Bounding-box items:
* * * * *

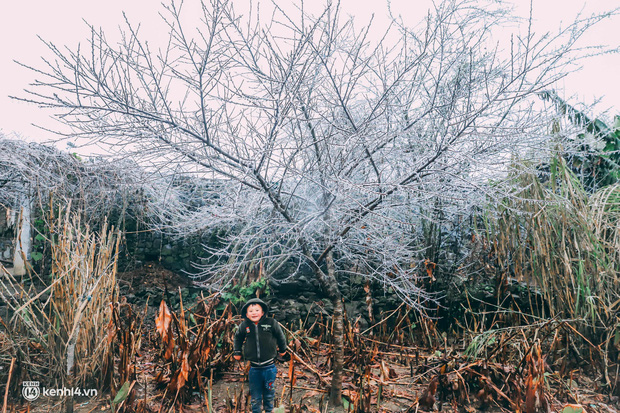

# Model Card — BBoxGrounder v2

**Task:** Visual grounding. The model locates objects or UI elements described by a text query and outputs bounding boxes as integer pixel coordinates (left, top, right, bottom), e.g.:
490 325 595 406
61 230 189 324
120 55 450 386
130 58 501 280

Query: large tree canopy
17 0 604 401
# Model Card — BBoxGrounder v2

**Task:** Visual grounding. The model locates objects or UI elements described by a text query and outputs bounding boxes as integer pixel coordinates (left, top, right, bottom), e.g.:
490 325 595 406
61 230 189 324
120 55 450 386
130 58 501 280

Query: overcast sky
0 0 620 146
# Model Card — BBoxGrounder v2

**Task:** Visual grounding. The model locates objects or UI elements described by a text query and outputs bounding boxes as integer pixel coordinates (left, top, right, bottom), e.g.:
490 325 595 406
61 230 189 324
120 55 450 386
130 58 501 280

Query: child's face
246 304 263 323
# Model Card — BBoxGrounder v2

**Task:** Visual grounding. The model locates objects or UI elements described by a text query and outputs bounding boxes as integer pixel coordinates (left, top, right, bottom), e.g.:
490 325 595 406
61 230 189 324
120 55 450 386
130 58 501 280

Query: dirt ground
7 265 620 413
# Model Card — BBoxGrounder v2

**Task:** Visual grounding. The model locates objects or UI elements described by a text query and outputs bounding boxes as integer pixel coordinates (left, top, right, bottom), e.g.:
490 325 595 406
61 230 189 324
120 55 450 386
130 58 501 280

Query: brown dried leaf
155 300 172 343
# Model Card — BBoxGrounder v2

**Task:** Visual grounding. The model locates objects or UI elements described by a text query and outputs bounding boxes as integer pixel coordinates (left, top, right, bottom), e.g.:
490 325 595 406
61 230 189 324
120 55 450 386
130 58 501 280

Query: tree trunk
325 251 344 406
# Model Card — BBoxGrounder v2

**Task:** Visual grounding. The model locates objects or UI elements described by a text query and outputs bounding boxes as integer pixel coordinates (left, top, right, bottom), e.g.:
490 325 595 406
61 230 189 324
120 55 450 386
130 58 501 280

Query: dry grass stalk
0 204 119 396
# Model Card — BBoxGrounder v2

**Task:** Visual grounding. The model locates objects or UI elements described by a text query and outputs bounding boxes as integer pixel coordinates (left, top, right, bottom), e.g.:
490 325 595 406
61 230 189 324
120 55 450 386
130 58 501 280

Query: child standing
233 298 286 413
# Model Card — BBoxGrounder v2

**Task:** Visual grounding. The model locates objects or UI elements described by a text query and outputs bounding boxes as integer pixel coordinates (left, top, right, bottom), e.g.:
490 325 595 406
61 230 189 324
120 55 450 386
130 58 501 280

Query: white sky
0 0 620 146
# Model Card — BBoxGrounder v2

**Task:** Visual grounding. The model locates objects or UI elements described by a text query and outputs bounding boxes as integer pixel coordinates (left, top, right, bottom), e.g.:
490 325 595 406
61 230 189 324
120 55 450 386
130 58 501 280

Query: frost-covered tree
17 0 603 405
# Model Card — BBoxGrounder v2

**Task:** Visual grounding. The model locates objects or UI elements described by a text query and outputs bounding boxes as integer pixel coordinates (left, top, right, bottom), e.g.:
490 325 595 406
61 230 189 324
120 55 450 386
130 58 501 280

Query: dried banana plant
487 157 620 386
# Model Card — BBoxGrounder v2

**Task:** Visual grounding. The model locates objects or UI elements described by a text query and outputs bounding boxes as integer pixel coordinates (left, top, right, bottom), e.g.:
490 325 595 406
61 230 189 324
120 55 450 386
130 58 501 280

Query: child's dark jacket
234 298 286 367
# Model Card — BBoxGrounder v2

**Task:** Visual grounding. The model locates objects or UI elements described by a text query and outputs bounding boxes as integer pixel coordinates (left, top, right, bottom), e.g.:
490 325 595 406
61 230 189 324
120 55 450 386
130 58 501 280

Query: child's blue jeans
250 364 278 413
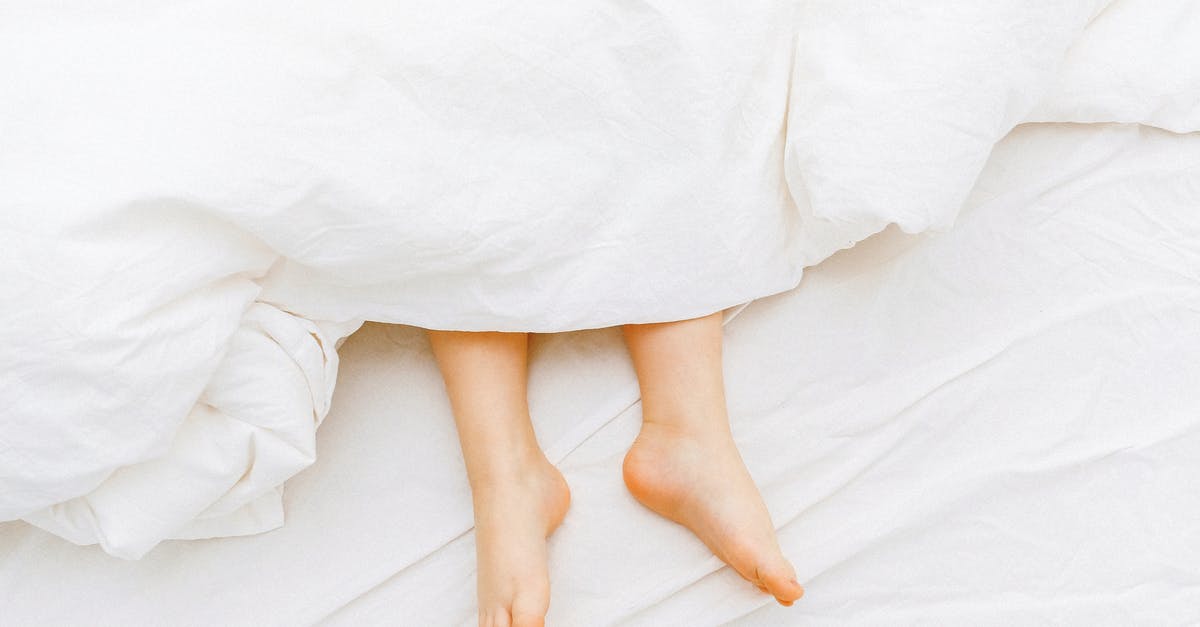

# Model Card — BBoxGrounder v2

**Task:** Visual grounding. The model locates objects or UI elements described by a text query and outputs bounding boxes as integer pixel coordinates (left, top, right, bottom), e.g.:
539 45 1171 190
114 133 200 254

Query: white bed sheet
0 120 1200 626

* * * * *

Problem statement: Rescale the items from the first one through the line containing "17 0 604 401", repeating each request unchanged and omitting the pictures. Multiply every bounding-box coordinate in the answers by 1.6 and round to whole numbers, halves up, but leave the numbers in the requests and their format samples as they are.

Response:
# Model Card — BBoxGrounder v2

**Task:** Visual grounding. The model locates objects or UI elements described by a text query and outputs bounding boxes as integer pixel coordinates (left, top, right, bottom), e.g.:
490 325 595 406
61 230 189 324
120 55 450 386
130 58 501 280

Query: large tree canopy
27 0 966 642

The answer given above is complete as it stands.